▶ **Records provided**:

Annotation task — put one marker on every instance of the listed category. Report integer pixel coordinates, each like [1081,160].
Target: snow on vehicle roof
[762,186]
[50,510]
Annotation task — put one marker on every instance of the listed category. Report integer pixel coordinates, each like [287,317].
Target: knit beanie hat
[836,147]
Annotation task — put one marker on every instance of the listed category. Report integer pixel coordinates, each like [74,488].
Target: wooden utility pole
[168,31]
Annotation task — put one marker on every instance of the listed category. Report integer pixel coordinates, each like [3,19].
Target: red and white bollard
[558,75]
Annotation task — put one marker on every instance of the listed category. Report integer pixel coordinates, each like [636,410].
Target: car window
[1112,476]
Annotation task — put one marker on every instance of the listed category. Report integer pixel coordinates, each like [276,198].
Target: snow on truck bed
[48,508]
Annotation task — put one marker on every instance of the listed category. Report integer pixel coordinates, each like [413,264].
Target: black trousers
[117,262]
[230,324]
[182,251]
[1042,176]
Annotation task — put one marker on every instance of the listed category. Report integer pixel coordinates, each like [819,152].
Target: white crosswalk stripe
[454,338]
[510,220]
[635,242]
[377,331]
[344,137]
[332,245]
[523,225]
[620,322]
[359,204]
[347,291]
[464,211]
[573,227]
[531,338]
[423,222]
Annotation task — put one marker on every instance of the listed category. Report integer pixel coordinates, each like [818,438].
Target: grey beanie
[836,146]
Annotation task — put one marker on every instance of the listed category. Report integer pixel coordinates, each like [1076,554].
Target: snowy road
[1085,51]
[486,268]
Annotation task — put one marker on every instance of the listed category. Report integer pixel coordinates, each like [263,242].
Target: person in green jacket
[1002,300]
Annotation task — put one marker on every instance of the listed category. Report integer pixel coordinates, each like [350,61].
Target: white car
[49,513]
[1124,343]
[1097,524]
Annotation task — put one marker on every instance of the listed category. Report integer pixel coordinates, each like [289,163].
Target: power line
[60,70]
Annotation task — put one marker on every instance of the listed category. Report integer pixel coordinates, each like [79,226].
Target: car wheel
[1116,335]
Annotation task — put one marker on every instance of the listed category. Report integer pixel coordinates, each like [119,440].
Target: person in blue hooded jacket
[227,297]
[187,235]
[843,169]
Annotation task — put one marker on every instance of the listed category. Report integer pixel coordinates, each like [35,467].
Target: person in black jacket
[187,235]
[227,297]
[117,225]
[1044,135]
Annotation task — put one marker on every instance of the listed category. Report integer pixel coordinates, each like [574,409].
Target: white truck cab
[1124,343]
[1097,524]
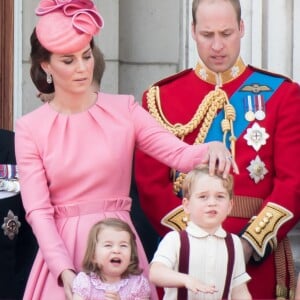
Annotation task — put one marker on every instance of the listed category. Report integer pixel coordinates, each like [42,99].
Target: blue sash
[237,100]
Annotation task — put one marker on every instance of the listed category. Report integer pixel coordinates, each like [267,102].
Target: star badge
[11,225]
[256,136]
[257,169]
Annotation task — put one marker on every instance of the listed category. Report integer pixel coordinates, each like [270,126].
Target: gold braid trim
[206,112]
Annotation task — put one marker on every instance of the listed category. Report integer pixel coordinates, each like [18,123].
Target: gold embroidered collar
[219,79]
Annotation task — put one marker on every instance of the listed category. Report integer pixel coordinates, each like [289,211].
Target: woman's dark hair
[38,55]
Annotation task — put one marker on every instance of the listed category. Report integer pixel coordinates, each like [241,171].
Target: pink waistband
[85,208]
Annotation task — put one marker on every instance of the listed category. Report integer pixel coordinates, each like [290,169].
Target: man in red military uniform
[256,114]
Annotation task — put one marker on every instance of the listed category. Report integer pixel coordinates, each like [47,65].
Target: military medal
[11,225]
[257,169]
[256,136]
[259,108]
[249,115]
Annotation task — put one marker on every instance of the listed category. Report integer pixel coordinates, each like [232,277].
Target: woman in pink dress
[75,152]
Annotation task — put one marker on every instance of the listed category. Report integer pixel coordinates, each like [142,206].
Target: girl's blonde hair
[89,265]
[200,170]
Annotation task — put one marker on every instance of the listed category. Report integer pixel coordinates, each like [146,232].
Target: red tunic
[180,96]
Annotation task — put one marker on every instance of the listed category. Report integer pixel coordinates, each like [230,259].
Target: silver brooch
[257,169]
[256,136]
[11,225]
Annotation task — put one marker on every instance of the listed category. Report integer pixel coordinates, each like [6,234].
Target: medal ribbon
[240,124]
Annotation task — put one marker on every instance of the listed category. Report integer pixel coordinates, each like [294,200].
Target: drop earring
[48,78]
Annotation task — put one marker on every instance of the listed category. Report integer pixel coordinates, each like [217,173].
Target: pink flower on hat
[85,17]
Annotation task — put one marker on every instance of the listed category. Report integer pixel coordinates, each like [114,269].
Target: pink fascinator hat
[66,26]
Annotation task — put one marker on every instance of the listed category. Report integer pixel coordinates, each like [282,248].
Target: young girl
[111,265]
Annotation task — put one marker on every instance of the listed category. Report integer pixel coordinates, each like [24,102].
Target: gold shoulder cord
[206,112]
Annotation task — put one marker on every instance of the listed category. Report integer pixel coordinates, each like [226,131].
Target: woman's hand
[219,158]
[67,277]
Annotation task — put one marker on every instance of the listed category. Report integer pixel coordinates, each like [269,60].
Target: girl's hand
[67,277]
[109,295]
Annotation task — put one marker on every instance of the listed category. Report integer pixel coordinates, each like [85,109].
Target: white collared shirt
[208,260]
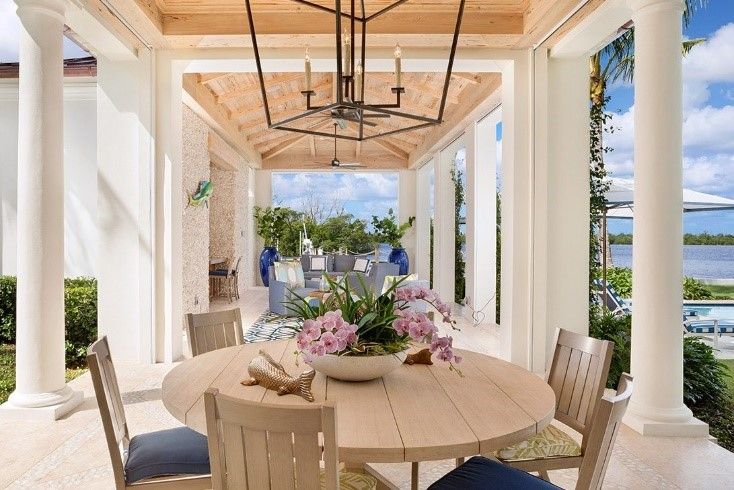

▶ **Exercise brief**: The records above must be printed exactly, but the pictures they hold should be omitted.

▶ **Answer area**:
Annotation task — put one marker on every instance of the listed category. Report integer pixel coordinates, each like [1081,160].
Target: snow on vehicle roof
[762,186]
[50,510]
Annotation task — put one marker on every instance of the listed category. Report integer pixel coordinates, each like [287,317].
Target: knit beanie hat
[836,147]
Annotation task — put one marker on every instance of the listed category. Report integer pixel coordinates, each like [74,488].
Target: wooden utility pole
[168,31]
Annotation task — put one marker on every instance of the listed category. Report integer pixel coordinates, each like [3,19].
Target: red and white bollard
[558,75]
Annotation task — put one marker on every instance of the listed category. Report integer pixel coordinates, each like [636,410].
Target: car window
[1112,476]
Annotation task — put one marker on every instance of the listed category. Report integer pixel coordinates, each like [276,198].
Target: snow on truck bed
[48,508]
Annotation task — put one marker on every instance of the listed category. Report integer pixel coordinates, each like [413,264].
Target: black trousers
[117,262]
[230,324]
[182,251]
[1042,176]
Annotation task — put one marker on every instance of the listed category. Report integer pixel coordinates, each like [819,152].
Target: white crosswalk stripe
[454,338]
[510,220]
[635,242]
[377,331]
[344,137]
[332,245]
[523,225]
[620,322]
[359,204]
[347,291]
[464,211]
[573,227]
[531,338]
[423,222]
Annotation task — put one marker on every instance of the listed category. Report integer pixel coordinates, each like [818,438].
Target: grey beanie
[836,146]
Annotation task — put one marker on every instance of the listed category. Report integer pixel coordinates, each like [1076,554].
Target: snowy road
[1085,51]
[486,268]
Annotation task — put one marker on every instance of the listed category. Report integer pixel coordinates, each like [263,242].
Target: person in green jacket
[1002,300]
Annotation task — put one marker on every instance of the listed category. Report integer pixel coordinates, each like [350,61].
Target: white car
[49,513]
[1124,343]
[1097,524]
Annotation task — put one marker on every instance of the listed category. Report integer pixel coordinates, each like [289,163].
Target: power line
[60,70]
Annotation task — put one marker on every instance of the listed category. Report integer pixel coordinates, each like [79,226].
Target: car wheel
[1116,335]
Annotation task — put one marker on every instance of the listed category. Report integer pixel coordinates, each like [119,440].
Target: person in blue hooded jacket
[227,297]
[187,235]
[843,169]
Annotation task — put one marker on every instance of the listed category. Report integer pixel coordinates, each like [35,467].
Target: person in black jacket
[187,235]
[227,297]
[117,225]
[1044,135]
Annotation task — put one marker on every instance of the listed category. Report integer pixel coordinates, each like [574,409].
Target: white truck cab
[1124,343]
[1097,524]
Annotation task — put one marker on every instance of the listed category. Report integer pixel coordinates, each like [42,99].
Target: blue sash
[237,100]
Annotation task — put one marker on every instance of the listed category. Report integer pixel coordinates, each like [267,102].
Target: star badge
[11,225]
[256,136]
[257,169]
Annotation task — put one marker on every instance of the listed category. Report integer pixel coordinates, each like [270,126].
Target: gold braid trim
[206,112]
Annotation task — put one marker on every instance of the listed category. Report integer pixel coordinates, each like [18,123].
Target: gold embroidered collar
[219,79]
Annotation task — put one marker on every instance of the listed category. Report integer pixel coordinates, each like [289,211].
Target: woman's dark hair
[38,55]
Annotation task — put one marker on every instance of the listed category. Report integer pixel coordinates, each like [241,171].
Target: pink waistband
[85,208]
Annotation task — put one marker on every instance of the listed category. Report integer pixel coordinates, each like [290,169].
Target: man in red military uniform
[256,114]
Annotation task — put one marker on every instance of the listed category. Report integer pixel coordinates, each like [47,65].
Target: military medal
[11,225]
[257,169]
[256,136]
[259,108]
[249,115]
Annotation task — put one marker on every instance of the listed category. Report integer pixel coordinates, each like [232,277].
Target: woman in pink dress
[75,152]
Annotation task — put one marker on every instance of the listed category. Report integer pixel coordinates, each like [142,206].
Target: girl's blonde hair
[89,265]
[200,170]
Annotation task — put one marker on every instance of the listed category. Report integer pixel coordinates, each like [146,232].
Target: red tunic
[180,96]
Annotation task — put one marker on every instance of the listed category. Report integer pixel coordinates, each like [230,259].
Target: silver brooch
[257,169]
[256,136]
[11,225]
Annotation task — put one marker on every instance of the listed category. Report integer pixel coordinates, each like [6,234].
Target: medal ribbon
[240,124]
Annotation task — put one marker on every instance of the listed category. Report integer pixel coordinates, each like [294,200].
Target: drop earring
[48,78]
Annotation task — put one marker on every instance of the listed category. Report integer pixel coordinates, each like [217,173].
Target: pink flower on hat
[85,17]
Annotation task — put one marker on every instance of the listed category. Report integer pixel coordinates, each like [114,269].
Target: pink fascinator hat
[66,26]
Annotation task — put one marker on every instance of the listed category. Report integer pixel coordinates, each like [282,248].
Target: young girl
[111,265]
Annotation task — put one marker on every instance of the listed category. Report integer pixel coordinates, each like [24,102].
Target: gold shoulder cord
[206,112]
Annotation task — put one marker on every instance of the listed category. Report integer pixel coordinates, each like [226,131].
Target: woman's hand
[219,158]
[67,277]
Annotation task — put one marker on every instance of the listed category. Report integer pixel coordinates, each like [269,60].
Target: girl's hand
[67,277]
[109,295]
Annotation task — put one marker on every instance of the listed category. Report integer pixel coordinates, each like [85,109].
Target: white collared shirt
[208,260]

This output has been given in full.